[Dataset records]
+++++
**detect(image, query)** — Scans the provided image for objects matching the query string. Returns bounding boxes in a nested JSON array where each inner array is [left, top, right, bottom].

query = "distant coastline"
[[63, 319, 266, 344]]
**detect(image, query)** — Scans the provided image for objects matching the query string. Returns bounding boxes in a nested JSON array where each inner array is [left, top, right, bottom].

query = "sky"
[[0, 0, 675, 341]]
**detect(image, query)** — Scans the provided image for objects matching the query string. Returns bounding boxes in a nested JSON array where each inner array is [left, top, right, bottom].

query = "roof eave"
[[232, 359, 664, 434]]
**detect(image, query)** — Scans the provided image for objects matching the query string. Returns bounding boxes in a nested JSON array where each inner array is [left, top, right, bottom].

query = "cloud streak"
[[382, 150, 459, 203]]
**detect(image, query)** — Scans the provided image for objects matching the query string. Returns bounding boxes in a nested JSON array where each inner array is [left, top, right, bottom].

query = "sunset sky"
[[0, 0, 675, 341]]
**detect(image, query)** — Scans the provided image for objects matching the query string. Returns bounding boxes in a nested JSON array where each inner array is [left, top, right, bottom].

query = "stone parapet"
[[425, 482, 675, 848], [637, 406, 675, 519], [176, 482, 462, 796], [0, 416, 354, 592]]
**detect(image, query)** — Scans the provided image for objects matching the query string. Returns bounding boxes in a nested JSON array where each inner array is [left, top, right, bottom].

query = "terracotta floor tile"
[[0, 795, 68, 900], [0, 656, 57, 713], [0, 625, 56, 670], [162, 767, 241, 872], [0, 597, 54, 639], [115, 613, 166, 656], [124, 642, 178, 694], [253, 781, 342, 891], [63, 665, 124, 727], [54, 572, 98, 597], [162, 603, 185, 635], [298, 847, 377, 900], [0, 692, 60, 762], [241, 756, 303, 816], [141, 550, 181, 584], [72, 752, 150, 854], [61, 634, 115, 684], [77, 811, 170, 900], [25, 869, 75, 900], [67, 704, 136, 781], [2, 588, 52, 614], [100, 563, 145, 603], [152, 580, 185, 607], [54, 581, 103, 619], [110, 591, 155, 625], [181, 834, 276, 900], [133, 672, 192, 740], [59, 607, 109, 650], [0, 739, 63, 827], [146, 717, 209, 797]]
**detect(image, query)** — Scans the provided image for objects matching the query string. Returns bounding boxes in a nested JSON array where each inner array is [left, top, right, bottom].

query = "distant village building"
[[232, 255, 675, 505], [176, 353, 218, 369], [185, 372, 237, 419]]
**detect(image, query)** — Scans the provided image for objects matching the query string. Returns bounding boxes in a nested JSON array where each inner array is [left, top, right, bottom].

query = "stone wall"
+++++
Retype the material in full. Each word must match.

= Complete answer =
**detect(image, query)** — Scans the provided image for objects matching the query string. Returns bounding boxes in a nested JSON array where each inner array is [left, top, right, bottom].

query = "distant coastline"
[[63, 319, 266, 344]]
**detect(image, query)** — Scans the provided image for objects matching the query string. Returns bounding boxes in a nested JSON array where each inner array is [left, top, right, bottom].

query = "sky"
[[0, 0, 675, 341]]
**detect(image, query)** — Scans the provided image for objects matching the query string. Returns bounding boxes in a nested JSON array where each inner array is [left, top, right, bottom].

query = "roof eave"
[[232, 359, 664, 434]]
**detect(image, query)** — Scans the provided image for objects matching the query string. Returns bounding boxes in a nested JSON array where each inner array is [left, top, right, bottom].

query = "cloud streak"
[[382, 150, 459, 203]]
**detect(image, query)** — Scans the provided image for objects matching the query string. Returns bounding boxes in a nested JSON array where each inner array is [left, top, right, bottom].

query = "sunset sky"
[[0, 0, 675, 341]]
**detect(image, query)** — Scans the provided image for objects matching the query string. Returns bounding boxes in a nested JSON array where each inner array is [left, top, right, bottom].

query = "stone parapet"
[[425, 482, 675, 848], [637, 406, 675, 519], [176, 482, 462, 796], [0, 416, 354, 592]]
**detect(image, query)** — Scans the provided image for objects matching the query string. Returns bounding boxes in a nested JSON array where each inner array is [left, top, right, bottom].

query = "terracotta floor tile"
[[0, 795, 68, 900], [0, 656, 57, 713], [0, 625, 56, 670], [162, 767, 241, 872], [0, 597, 54, 639], [115, 613, 166, 656], [124, 642, 178, 694], [253, 781, 342, 891], [63, 665, 124, 727], [54, 572, 98, 597], [162, 603, 185, 635], [298, 847, 377, 900], [0, 692, 60, 762], [241, 756, 303, 816], [141, 550, 181, 584], [72, 752, 150, 854], [61, 634, 115, 684], [77, 811, 170, 900], [25, 869, 75, 900], [67, 704, 136, 781], [2, 588, 52, 614], [100, 563, 145, 603], [152, 580, 185, 607], [54, 581, 103, 619], [110, 591, 155, 625], [181, 834, 276, 900], [133, 672, 192, 740], [59, 607, 109, 650], [0, 739, 63, 827], [146, 717, 209, 797]]
**detect(image, query)** — Scans the provided image for objects matching the query string. Returns bounding boxes in a nested JSON array where each inner array is [left, top, right, bottom].

query = "distant village building"
[[232, 255, 675, 505], [176, 353, 218, 369], [185, 372, 237, 419]]
**detect(image, query)** — Scans the provided image for objects matching the query string. Returns bounding boxes in a nested JSON array where each inner array is [left, top, right, bottom].

query = "stone wall"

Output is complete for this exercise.